### [Given problem]
Count the lines in the records below that contain the word "lawn", and give only that number.

Labeled region records:
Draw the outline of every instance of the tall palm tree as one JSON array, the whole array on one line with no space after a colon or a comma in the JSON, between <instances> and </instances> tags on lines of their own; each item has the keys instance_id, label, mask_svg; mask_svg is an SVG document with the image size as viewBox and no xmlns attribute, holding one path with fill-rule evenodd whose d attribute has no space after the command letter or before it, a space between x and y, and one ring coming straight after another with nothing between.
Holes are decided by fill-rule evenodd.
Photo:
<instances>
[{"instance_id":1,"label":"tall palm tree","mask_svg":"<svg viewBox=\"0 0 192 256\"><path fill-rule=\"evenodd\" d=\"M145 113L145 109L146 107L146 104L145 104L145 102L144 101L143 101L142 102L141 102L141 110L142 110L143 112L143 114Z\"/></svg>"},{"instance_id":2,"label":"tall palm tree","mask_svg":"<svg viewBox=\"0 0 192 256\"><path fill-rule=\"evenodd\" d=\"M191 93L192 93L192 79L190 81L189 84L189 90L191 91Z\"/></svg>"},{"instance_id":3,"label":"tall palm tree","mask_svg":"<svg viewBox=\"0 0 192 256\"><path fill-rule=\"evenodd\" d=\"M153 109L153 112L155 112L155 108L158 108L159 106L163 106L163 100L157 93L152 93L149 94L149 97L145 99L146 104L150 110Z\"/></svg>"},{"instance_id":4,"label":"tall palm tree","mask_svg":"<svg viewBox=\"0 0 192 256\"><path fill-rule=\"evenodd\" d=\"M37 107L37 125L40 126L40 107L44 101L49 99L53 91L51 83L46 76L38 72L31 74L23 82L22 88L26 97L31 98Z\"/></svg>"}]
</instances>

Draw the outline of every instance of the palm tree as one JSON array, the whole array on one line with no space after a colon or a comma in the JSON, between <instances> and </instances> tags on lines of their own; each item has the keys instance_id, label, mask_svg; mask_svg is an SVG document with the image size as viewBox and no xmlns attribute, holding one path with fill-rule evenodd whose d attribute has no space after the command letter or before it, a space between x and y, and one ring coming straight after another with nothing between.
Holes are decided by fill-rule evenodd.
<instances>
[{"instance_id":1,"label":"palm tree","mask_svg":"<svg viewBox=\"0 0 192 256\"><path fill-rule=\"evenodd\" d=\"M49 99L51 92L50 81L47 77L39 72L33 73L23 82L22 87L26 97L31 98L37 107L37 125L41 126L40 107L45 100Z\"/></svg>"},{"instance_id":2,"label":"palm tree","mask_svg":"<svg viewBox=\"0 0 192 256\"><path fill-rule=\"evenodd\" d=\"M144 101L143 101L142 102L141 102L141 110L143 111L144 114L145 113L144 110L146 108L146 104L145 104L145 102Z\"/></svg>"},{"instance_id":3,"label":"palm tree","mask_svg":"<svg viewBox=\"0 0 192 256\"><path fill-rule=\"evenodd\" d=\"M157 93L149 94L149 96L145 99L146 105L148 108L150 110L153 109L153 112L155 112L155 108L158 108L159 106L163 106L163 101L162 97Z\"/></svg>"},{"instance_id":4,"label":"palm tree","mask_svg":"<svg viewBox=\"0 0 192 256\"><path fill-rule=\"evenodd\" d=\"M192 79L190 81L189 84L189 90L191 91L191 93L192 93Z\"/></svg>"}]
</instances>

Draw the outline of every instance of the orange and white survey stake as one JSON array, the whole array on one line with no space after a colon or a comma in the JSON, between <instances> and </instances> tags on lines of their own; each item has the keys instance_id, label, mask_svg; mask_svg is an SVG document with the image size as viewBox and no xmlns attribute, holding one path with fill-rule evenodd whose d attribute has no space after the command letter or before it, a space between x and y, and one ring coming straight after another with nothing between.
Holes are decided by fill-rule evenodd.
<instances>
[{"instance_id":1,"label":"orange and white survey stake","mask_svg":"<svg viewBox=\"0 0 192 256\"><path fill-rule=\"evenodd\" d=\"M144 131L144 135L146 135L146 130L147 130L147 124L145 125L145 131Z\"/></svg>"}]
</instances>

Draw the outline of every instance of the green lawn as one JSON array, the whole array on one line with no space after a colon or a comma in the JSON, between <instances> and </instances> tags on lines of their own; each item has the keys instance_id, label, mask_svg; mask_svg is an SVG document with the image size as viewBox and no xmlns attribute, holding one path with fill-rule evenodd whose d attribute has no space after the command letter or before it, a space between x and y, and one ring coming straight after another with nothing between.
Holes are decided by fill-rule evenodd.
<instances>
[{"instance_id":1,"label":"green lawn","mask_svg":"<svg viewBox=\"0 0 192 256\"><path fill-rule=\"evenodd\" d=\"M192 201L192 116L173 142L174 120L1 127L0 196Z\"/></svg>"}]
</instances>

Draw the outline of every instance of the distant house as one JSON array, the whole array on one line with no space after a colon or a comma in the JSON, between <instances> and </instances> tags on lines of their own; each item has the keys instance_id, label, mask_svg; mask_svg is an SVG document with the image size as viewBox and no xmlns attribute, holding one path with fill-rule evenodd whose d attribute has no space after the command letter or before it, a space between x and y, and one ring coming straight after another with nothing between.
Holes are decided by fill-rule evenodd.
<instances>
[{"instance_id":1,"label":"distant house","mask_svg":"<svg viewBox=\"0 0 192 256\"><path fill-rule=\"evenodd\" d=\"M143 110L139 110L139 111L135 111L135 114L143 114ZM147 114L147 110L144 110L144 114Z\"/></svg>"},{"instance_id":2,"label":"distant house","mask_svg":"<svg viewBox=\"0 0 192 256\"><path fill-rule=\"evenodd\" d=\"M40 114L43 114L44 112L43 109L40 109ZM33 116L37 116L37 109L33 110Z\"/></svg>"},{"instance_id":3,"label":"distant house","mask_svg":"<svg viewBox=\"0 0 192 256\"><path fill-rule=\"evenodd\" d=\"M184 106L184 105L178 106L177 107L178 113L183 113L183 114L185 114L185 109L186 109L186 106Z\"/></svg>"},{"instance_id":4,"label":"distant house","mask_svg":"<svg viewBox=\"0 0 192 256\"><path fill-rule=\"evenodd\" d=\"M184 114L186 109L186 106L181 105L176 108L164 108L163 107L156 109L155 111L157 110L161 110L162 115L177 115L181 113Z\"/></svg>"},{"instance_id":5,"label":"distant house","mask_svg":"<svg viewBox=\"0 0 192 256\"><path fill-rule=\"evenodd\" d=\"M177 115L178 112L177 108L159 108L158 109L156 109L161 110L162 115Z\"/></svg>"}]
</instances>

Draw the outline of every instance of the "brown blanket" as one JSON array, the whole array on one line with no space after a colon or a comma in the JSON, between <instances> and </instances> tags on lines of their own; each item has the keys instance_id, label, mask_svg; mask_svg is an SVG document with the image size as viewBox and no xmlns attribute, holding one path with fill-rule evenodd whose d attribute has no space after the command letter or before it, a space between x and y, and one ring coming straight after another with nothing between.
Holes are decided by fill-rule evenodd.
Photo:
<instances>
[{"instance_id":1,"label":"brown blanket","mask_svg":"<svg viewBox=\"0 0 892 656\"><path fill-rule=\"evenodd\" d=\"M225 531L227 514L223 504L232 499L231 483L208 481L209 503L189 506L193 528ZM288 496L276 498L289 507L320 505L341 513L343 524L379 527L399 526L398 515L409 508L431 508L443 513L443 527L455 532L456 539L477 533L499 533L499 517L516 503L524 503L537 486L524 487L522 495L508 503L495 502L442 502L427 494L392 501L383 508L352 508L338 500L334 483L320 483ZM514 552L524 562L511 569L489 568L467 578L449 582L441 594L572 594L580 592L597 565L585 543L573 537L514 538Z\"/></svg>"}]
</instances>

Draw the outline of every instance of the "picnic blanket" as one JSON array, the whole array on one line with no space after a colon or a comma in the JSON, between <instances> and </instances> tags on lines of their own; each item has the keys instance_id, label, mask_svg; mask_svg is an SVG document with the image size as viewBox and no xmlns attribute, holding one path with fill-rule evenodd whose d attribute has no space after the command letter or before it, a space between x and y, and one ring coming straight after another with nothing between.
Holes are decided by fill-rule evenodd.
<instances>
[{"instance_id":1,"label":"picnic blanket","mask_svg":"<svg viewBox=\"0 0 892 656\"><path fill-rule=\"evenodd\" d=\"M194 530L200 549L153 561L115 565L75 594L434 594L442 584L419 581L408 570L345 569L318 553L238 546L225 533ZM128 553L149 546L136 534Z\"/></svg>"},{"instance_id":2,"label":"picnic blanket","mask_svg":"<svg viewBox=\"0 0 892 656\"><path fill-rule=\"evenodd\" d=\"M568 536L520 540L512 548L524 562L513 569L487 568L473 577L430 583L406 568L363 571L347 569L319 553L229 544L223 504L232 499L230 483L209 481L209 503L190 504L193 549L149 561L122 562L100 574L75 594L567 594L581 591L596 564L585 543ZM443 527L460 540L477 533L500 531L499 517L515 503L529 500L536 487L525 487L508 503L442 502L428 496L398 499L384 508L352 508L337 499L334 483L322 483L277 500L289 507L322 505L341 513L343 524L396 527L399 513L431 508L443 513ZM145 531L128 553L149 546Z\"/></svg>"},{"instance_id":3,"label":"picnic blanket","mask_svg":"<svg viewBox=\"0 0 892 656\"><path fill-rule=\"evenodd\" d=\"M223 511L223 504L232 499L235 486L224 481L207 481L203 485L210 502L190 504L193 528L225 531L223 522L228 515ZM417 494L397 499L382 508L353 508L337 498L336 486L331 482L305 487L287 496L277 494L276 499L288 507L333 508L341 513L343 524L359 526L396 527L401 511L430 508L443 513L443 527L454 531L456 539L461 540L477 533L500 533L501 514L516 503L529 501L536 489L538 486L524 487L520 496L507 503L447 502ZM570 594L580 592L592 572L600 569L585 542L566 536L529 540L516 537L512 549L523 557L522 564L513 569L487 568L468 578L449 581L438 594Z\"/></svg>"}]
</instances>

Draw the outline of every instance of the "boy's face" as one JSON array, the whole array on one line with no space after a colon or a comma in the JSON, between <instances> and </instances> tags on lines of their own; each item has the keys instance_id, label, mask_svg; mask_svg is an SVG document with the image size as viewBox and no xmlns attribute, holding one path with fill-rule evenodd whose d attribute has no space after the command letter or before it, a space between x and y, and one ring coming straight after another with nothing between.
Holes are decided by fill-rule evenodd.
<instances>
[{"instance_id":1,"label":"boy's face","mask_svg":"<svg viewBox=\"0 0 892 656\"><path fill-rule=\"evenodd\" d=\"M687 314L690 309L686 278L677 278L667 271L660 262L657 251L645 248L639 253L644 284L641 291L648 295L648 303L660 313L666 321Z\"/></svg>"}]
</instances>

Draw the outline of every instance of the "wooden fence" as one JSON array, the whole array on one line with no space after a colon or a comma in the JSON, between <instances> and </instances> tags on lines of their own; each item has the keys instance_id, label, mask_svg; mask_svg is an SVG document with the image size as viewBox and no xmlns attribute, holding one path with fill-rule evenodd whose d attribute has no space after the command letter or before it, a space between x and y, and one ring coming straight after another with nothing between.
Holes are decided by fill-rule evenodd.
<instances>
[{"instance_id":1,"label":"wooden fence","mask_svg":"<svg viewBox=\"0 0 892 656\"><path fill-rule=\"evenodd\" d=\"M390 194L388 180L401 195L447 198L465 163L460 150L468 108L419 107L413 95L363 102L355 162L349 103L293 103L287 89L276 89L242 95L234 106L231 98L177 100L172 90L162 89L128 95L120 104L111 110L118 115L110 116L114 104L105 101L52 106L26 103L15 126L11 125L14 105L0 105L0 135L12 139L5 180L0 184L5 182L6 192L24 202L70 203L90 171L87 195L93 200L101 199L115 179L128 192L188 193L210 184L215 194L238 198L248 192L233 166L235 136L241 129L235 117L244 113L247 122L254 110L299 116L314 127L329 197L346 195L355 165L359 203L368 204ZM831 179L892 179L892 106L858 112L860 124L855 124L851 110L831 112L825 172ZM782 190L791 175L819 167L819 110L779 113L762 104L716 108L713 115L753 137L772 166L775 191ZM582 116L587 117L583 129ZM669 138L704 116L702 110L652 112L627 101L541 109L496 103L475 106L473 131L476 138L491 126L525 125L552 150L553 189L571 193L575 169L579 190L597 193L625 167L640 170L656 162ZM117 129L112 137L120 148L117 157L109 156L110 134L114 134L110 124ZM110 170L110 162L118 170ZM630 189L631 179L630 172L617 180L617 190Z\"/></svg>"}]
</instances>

### [Result of this task]
2